##### Exercise data #####

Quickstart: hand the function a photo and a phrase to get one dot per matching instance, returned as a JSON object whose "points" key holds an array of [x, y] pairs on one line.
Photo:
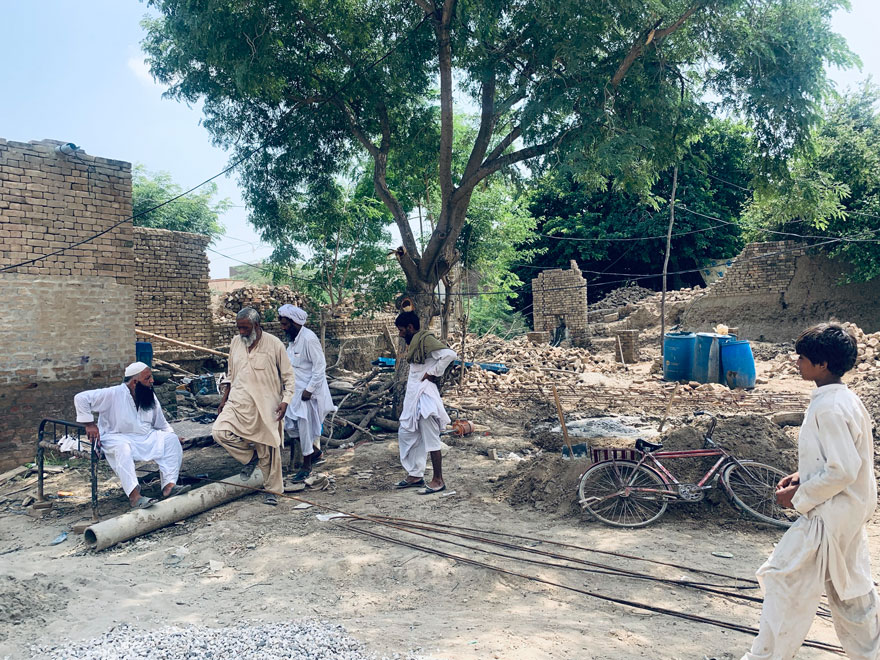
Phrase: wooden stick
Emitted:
{"points": [[562, 422], [668, 407], [201, 349]]}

#####

Your task >> Write out every line of the material again, requests included, but multiply each coordinate in the answers by 0.85 and round to whole numbers, with halves rounded up. Leave the pictures out.

Response to the exercise >>
Quickstart: hand the function a photo and a phrase to get one dot per matching instance, returned as a JSON object whose "points" key holds an array of [x, y] pairs on one line.
Photo:
Phrase: wooden stick
Emitted:
{"points": [[478, 359], [568, 346], [171, 297]]}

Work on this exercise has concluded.